PROBLEM STATEMENT: Which lines of the entries below run from the one holding "POINT: one per instance on the arched window" to the one holding "POINT: one per instance on the building", inclusive? Set down exactly those lines and no others.

PROVIDED MATERIAL:

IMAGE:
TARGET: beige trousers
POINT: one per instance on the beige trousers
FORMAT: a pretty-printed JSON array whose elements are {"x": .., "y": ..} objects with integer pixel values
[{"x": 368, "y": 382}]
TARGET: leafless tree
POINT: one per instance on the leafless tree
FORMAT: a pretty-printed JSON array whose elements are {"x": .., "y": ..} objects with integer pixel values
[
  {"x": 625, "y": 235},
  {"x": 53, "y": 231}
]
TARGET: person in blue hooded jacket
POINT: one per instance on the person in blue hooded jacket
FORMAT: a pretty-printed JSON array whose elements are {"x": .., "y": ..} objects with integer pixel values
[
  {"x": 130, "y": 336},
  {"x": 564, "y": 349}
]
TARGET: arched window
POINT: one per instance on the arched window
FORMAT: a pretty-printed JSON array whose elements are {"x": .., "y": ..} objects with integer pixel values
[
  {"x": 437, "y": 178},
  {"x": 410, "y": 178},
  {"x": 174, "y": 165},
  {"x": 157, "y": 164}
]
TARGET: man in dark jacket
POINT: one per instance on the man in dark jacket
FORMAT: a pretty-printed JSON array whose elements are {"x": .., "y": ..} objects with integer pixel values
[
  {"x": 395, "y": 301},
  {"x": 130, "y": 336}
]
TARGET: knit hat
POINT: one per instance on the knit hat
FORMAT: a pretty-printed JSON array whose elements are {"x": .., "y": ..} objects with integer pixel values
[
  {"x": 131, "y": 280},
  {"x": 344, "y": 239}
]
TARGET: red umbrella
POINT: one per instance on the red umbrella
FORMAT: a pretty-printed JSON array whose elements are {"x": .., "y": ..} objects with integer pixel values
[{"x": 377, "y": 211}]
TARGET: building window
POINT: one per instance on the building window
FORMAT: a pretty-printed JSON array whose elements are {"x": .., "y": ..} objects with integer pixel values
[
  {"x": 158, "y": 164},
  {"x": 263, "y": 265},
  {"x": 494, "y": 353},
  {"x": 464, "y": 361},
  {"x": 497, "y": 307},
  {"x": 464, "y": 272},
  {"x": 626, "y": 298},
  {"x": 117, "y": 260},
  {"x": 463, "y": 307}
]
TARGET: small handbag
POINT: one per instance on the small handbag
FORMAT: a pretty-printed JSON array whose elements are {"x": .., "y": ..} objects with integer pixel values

RESPONSE TO THE TASK:
POINT: one per instance on the arched window
FORMAT: a pretty-printed JSON array whose elements are {"x": .., "y": ..} objects with integer pixel values
[
  {"x": 437, "y": 178},
  {"x": 410, "y": 178},
  {"x": 174, "y": 165},
  {"x": 157, "y": 164}
]
TARGET: man in dark jacket
POINT: one per instance on the man in dark jacket
FORMAT: a pretty-printed JSON array whose elements are {"x": .., "y": ..} objects with integer pixel values
[
  {"x": 395, "y": 301},
  {"x": 130, "y": 336}
]
TARGET: knit hat
POINT: one per instance on the knit hat
FORMAT: a pretty-printed JSON array whose elements are {"x": .., "y": ..} objects with integer pixel values
[
  {"x": 131, "y": 280},
  {"x": 344, "y": 239}
]
TARGET: red umbrella
POINT: one per instance on the red umbrella
FORMAT: a pretty-printed JSON array whose elements are {"x": .., "y": ..} objects with integer pixel values
[{"x": 377, "y": 211}]
TARGET: building window
POINT: one per instance on the building window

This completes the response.